## GOAL OF THE EXERCISE:
According to the podcast show notes below, how many tons of coal ash were released into the Dan River when the storm pipe broke?

## PASSAGE:
Below are the show notes for our episode on Avatar. We actually wrote a whole blog post on the colonial fantasies of Avatar and their relationship to the current Dakota Access Pipeline conflict, which you can read here.
Join us as we dive deep with special guest Rodrigo Otárola y Bentín into the 2009 blockbuster’s environmental themes, their relevance to the struggles of indigenous peoples, and whether a Hollywood movie can adequately critique American consumerism. You can listen here or on iTunes.
Updates from the Field
Silvan read an interesting analysis this week on Modern Farmer of what a border wall might do to our food system. There is little projected impact on unemployed Americans, but food prices would go up 5-6% and food production would go down due to lost labor. An estimated 50-70% of the agricultural workforce are undocumented immigrants.
Jordan brings us news of a meeting with business leaders and President Trump, in which Elon Musk floated the idea of a revenue neutral carbon tax. The idea was reportedly not well received at all, which Jordan sees as sending a pretty strong if predictable message about how this administration will approach environmental issues.
Emily tells us about a new study published on January 13th in the journal BioMed Central Nutrition. The study found that drinking brewed caffeinated cocoa (hot chocolate with added caffeine) makes you both more attentive and energetic and less anxious and error-prone than drinking just caffeinated beverages or just cocoa. Red Bull, look out! Chocolate’s coming for you.
Steffi brings us an update on the Dan River coal ash spill. Three years ago a storm pipe under a Duke Energy coal ash pond broke, releasing 40,000 tons of coal ash and 27 million gallons of contaminated water into the Dan River in North Carolina. There has been a lot of concern over the toxic chemicals released in this waste including arsenic, cadmium and lead. In February a new study was released by North Carolina State University which confirmed a study done by Duke Energy saying that there is no significant toxic buildup in the soil near Dan River and that the water is safe to use as irrigation for crops and as drinking water for livestock.
Rodrigo updates us on the Dakota Access Pipeline, which President Trump has given the green light despite a previous victory for indigenous water warriors when Obama rejected the project after increasing public pressure and protest.
What’s Giving Us Hope for the Earth
Silvan is happy to hear that the Center for Disease Control’s climate change and public health conference, which they canceled when President Trump took office, is back on. Though the new conference is now at the Carter Center on February 16th rather than the CDC and not backed by the federal government but by Al Gore and other NGOs.
Jordan tells us that a few companies have started using recycled ocean plastics in their products recently, specifically Nike with a specialty shoe and P&G with some of their shampoo bottles. However, while these products are bringing attention to the issue, this can’t really be seen as a solution to the problem of ocean plastics. We don’t have the technology to efficiently collect the plastic that is already in the ocean and shouldn’t focus money on developing that until we stop the flow of plastic into the ocean in the first place.
One real solution which has been identified in a report by the Ocean Conservancy is improving waste management infrastructure in southeast Asia where the majority of ocean plastic is coming from. China, Indonesia, Philippines, Vietnam, Thailand contribute over half of the plastic that ends up in oceans, due to poorly managed open air landfills, basic littering and irresponsible waste haulers that dump material to save money on landfill fees. In order to clean up our oceans we need to give promote companies that invest in waste management infrastructure that prevents waste from getting in the ocean in the first place, rather than praising them for cleaning small fractions of it up. Jordan encourage everybody to look up the Trash Free Seas Alliance to see a list of member companies doing great work to identify methods of preventing waste from leaking into the ocean.

[Dataset entries]
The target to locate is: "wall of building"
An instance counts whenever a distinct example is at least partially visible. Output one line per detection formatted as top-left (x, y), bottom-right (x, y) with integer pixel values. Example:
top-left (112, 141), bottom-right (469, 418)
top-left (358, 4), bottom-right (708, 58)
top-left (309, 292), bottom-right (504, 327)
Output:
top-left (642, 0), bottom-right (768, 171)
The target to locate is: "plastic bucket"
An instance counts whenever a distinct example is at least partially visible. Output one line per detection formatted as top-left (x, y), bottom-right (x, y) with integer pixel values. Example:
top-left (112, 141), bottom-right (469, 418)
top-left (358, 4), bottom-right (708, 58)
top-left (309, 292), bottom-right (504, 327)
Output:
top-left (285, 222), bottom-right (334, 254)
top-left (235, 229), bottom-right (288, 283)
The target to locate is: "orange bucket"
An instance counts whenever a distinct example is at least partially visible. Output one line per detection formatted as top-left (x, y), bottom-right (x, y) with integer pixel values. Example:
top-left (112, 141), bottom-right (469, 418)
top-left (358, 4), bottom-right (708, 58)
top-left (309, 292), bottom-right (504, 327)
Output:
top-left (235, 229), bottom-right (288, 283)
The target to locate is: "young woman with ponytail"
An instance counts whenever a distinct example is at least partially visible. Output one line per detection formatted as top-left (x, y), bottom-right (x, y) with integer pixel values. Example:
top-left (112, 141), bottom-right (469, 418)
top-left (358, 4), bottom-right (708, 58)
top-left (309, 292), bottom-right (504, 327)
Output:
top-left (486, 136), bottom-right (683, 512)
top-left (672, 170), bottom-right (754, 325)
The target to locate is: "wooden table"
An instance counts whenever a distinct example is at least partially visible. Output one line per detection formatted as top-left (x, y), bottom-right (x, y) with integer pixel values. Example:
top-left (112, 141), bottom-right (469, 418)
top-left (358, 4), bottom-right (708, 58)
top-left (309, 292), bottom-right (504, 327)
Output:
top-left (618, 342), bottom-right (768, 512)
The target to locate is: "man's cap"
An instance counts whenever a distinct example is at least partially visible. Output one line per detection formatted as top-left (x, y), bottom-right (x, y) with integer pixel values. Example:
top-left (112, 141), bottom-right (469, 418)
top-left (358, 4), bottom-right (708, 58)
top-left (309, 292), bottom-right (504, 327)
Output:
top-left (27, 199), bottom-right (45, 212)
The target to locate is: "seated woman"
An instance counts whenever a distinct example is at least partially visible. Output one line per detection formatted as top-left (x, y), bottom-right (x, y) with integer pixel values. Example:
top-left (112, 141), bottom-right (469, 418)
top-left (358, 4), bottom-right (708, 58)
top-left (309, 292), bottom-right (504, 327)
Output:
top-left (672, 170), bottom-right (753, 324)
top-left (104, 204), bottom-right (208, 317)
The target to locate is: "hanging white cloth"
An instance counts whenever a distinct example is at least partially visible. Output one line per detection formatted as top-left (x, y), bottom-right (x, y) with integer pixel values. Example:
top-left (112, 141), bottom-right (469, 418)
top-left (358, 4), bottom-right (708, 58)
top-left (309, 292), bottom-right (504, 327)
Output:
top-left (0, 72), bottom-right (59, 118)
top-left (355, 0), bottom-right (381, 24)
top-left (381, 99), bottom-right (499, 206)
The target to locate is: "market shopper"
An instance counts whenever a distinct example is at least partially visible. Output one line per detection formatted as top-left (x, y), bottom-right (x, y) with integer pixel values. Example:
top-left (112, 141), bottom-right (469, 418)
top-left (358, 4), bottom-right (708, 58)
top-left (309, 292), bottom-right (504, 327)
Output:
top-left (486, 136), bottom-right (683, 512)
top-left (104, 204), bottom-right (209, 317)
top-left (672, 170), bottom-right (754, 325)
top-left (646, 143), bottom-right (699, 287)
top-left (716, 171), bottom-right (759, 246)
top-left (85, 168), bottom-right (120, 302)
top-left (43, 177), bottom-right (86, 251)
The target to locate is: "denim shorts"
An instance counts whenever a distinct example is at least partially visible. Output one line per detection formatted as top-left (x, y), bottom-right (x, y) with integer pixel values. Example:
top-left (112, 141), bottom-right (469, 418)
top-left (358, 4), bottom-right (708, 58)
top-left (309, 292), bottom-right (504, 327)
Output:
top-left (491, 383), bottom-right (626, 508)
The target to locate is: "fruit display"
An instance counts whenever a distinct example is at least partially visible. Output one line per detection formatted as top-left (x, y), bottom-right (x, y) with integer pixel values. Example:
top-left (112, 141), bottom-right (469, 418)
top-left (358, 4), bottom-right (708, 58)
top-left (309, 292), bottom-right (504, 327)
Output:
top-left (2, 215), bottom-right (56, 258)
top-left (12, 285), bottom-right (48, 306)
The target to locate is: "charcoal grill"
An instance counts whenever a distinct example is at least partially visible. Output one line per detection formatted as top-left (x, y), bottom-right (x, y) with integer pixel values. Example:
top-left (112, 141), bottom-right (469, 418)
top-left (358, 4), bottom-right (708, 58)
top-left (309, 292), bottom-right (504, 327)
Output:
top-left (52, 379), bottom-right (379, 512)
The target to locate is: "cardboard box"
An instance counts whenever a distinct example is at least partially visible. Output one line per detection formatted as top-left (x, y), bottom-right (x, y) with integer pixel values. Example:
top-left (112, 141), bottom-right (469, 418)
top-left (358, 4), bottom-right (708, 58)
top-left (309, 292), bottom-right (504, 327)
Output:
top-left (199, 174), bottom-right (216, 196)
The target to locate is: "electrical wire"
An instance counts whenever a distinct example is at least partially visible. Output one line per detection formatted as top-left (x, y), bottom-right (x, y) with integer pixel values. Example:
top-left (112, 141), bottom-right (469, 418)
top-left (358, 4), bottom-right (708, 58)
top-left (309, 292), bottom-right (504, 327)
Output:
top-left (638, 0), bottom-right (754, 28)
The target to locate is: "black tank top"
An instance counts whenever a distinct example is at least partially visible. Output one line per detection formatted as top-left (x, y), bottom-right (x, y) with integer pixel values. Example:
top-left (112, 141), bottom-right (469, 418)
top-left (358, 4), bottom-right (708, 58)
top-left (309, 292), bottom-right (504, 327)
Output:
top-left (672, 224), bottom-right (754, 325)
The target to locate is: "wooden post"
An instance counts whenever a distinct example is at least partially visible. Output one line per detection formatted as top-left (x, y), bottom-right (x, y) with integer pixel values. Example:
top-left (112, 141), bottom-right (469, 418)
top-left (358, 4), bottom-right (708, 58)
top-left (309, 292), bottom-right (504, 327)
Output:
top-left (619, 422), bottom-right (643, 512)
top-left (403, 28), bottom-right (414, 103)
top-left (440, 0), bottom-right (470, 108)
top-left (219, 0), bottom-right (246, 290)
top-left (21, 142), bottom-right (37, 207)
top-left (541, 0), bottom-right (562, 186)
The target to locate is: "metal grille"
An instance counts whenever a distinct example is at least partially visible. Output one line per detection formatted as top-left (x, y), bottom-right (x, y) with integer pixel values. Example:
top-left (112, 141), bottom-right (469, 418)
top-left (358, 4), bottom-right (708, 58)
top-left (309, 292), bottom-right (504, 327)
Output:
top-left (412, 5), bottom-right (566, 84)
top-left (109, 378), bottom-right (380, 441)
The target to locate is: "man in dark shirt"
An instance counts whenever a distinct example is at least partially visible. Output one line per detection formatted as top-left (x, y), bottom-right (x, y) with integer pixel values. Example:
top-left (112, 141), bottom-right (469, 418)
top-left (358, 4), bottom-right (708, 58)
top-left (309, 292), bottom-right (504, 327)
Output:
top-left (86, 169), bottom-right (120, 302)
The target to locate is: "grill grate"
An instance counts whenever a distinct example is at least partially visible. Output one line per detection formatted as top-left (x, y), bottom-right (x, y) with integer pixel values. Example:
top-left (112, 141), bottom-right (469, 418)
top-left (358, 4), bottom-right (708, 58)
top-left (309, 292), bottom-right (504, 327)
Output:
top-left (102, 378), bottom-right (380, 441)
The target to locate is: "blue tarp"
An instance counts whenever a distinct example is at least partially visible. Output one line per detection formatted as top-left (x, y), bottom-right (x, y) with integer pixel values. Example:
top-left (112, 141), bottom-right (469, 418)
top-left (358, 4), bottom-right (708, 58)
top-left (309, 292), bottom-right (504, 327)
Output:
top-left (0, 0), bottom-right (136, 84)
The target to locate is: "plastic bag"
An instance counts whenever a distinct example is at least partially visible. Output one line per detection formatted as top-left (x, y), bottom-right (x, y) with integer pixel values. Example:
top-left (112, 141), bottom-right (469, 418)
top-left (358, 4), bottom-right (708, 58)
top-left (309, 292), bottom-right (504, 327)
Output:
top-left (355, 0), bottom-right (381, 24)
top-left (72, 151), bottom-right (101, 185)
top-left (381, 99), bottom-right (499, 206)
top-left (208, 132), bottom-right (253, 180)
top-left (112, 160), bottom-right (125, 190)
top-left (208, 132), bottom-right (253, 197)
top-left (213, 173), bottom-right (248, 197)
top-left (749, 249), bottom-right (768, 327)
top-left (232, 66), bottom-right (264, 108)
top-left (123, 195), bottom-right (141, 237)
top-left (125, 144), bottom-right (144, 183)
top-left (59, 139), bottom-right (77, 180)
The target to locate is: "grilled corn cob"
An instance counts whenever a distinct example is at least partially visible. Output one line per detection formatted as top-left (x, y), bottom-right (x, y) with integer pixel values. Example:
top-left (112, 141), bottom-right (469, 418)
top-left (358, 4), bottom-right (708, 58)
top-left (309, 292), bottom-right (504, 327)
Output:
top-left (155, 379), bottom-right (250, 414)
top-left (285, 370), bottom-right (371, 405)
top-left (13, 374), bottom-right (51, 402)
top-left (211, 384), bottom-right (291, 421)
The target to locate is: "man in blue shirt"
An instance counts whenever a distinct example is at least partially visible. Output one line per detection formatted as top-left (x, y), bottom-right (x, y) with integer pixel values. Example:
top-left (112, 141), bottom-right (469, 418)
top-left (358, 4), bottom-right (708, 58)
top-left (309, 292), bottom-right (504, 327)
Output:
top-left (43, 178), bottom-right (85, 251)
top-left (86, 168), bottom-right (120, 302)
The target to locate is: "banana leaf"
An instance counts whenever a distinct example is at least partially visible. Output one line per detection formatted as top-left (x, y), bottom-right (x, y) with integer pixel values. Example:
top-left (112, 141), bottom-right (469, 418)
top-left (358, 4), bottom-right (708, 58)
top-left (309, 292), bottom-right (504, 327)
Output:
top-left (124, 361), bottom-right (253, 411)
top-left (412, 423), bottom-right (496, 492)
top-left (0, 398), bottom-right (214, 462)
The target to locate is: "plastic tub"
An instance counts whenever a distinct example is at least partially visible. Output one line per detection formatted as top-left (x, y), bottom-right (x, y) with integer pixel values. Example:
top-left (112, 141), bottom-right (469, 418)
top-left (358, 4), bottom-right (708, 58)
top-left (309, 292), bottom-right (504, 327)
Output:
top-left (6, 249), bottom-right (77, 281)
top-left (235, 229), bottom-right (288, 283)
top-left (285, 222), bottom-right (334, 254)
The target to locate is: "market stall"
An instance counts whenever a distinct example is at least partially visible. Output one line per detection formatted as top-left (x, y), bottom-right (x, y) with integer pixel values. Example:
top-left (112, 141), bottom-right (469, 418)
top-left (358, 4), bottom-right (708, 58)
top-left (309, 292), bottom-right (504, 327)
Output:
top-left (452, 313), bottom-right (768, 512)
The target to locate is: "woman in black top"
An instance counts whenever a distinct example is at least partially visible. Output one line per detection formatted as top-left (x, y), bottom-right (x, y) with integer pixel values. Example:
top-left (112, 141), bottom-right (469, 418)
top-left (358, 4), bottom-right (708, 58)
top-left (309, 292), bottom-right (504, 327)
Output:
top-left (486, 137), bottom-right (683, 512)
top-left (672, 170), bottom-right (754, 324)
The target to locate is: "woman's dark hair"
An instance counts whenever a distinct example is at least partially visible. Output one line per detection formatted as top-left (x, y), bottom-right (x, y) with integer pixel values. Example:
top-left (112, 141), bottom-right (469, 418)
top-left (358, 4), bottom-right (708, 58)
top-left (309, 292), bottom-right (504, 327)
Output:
* * *
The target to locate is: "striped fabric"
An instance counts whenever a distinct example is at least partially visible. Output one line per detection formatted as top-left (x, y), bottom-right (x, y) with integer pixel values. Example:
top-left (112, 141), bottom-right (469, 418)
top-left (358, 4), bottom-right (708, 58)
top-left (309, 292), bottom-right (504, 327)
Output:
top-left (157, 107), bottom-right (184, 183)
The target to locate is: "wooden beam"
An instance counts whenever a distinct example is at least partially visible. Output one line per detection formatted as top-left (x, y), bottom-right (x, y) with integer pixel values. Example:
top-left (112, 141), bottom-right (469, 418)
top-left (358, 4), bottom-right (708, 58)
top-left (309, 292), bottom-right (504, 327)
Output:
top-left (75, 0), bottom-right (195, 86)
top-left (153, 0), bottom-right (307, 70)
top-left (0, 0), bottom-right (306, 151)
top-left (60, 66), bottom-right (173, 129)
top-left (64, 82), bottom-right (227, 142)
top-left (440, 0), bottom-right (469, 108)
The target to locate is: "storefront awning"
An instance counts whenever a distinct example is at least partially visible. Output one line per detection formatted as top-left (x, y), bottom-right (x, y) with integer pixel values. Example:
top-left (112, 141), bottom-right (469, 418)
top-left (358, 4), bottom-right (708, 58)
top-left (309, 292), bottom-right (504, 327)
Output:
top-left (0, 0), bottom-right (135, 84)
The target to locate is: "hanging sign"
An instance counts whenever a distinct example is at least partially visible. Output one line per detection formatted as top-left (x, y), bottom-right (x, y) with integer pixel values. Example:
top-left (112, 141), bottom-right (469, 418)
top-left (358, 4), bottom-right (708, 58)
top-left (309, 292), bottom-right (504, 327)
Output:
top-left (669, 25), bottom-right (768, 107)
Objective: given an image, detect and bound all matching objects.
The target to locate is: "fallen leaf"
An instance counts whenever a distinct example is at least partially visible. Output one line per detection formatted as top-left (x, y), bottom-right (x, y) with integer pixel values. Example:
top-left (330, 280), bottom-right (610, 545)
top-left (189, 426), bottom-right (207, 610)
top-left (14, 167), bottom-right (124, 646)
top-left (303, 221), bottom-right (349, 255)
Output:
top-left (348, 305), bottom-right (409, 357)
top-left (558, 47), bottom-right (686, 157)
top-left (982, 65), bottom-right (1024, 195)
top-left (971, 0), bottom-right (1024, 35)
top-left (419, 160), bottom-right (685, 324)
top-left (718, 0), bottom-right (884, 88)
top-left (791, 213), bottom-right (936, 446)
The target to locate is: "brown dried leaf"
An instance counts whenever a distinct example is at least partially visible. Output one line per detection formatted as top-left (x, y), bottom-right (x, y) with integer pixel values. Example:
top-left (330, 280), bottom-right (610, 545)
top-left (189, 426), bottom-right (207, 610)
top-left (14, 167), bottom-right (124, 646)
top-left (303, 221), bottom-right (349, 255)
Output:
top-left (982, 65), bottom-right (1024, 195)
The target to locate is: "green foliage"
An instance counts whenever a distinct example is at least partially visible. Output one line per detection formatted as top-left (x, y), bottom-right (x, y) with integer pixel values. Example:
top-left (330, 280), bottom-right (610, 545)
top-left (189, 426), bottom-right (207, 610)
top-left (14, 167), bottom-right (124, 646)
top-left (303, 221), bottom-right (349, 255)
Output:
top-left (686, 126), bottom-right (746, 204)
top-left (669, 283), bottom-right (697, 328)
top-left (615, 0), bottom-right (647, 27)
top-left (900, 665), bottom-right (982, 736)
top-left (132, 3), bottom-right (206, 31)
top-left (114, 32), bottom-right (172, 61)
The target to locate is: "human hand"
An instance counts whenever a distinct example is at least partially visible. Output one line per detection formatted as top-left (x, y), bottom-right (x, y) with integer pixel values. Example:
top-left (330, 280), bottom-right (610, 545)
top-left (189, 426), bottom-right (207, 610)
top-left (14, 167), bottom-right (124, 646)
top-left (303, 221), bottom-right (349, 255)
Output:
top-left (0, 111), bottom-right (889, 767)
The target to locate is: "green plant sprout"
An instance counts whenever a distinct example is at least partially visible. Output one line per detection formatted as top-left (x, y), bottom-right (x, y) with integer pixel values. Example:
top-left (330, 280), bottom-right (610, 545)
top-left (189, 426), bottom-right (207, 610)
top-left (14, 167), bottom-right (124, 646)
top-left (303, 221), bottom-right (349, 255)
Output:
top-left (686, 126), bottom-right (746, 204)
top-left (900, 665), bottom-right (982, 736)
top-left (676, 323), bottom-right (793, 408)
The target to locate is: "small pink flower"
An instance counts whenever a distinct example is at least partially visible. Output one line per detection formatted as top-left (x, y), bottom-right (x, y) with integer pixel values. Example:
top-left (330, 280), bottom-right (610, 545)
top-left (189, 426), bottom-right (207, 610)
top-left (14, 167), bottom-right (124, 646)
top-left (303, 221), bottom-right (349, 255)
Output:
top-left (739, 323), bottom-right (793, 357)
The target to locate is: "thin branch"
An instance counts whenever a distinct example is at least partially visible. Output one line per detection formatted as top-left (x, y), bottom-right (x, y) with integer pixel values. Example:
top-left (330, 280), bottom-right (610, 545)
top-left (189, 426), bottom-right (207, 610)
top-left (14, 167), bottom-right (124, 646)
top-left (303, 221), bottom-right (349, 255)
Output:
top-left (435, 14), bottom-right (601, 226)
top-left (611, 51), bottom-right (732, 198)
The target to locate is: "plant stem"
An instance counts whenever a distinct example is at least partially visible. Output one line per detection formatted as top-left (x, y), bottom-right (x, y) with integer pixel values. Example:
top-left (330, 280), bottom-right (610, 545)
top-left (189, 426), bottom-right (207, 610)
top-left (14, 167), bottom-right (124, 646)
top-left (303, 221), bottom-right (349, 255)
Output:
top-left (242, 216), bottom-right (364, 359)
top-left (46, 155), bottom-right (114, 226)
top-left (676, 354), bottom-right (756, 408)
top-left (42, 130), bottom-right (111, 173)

## REPLY:
40,000 tons